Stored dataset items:

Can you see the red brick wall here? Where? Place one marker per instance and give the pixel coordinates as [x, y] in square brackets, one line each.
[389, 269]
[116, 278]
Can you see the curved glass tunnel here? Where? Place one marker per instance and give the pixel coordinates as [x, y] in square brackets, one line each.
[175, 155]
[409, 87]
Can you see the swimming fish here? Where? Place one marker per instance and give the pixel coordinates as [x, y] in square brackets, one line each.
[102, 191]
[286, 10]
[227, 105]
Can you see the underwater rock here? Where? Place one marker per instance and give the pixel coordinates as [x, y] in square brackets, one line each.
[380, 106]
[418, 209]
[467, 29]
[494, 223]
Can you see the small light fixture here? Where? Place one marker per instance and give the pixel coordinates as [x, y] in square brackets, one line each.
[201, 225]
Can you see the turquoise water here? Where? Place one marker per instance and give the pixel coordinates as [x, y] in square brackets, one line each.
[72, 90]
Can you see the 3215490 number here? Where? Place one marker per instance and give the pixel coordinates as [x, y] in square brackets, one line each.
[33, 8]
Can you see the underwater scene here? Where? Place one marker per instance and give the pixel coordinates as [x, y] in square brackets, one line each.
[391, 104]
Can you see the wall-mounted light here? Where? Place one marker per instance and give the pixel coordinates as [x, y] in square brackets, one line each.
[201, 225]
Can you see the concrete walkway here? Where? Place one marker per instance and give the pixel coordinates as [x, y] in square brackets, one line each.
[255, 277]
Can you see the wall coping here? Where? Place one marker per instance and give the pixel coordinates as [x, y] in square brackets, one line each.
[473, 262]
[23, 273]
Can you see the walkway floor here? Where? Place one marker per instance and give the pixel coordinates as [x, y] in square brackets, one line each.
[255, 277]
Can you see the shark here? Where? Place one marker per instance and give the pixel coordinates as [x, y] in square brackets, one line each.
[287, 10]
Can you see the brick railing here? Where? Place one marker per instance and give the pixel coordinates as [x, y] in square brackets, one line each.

- **EXERCISE PROMPT**: Write down all the entries again without a single difference.

- **YOUR RESPONSE**:
Can you see the red brick wall here? Where? Place one marker per instance and give the pixel coordinates as [x, y] in square brackets, one line each.
[389, 269]
[116, 278]
Can you see the curved glass tunnel here? Where? Place one marker per instance and give the pixel coordinates as [x, y] in square brackets, one line each.
[175, 155]
[409, 87]
Can you see the swimming fish here? Where? Place one marker per instance and give the pixel coordinates as [x, y] in square brackets, one line each.
[102, 191]
[286, 10]
[227, 105]
Can you see the underwater rock here? Where? Place one marker per instance and give the pixel coordinates as [x, y] in square brackets, one line each.
[380, 106]
[418, 209]
[467, 29]
[494, 223]
Can you see the small light fixture here? Where? Place one marker per instance and give the pixel coordinates as [x, y] in square brackets, one line each.
[201, 225]
Can you see the turquoise water here? Where? Place one marker per instance and give the pixel coordinates as [x, y] in square brackets, one line each.
[72, 90]
Can you see the 3215490 number here? Where? Place one marker per instance and give the pixel coordinates as [x, y] in square brackets, one line each.
[33, 8]
Can you see the underwater scene here? Where? Place one marker per instance and give the pixel coordinates as [x, y] in square brackets, one line each.
[391, 104]
Can you see the wall-mounted light here? Where? Place one marker per instance and give the pixel coordinates as [x, y] in square brackets, one line each.
[201, 225]
Can you see the concrete walkway here? Where? Place one marker per instance and give the pixel coordinates as [x, y] in square brackets, one line each.
[255, 277]
Can you see the wall coping here? Where? Place one marker per instance and give the pixel coordinates as [x, y] in square brackets, one line each.
[473, 262]
[23, 273]
Can you see the walkway floor here? Where? Place one marker per instance and give the pixel coordinates as [x, y] in square brackets, one line each.
[255, 277]
Can you see the shark here? Where? Place one marker per instance and give the pixel coordinates as [x, y] in square brackets, one line each.
[287, 10]
Can you see the brick railing here? Where? Place one marker per instance and give the pixel coordinates as [x, y] in square brackets, one line each.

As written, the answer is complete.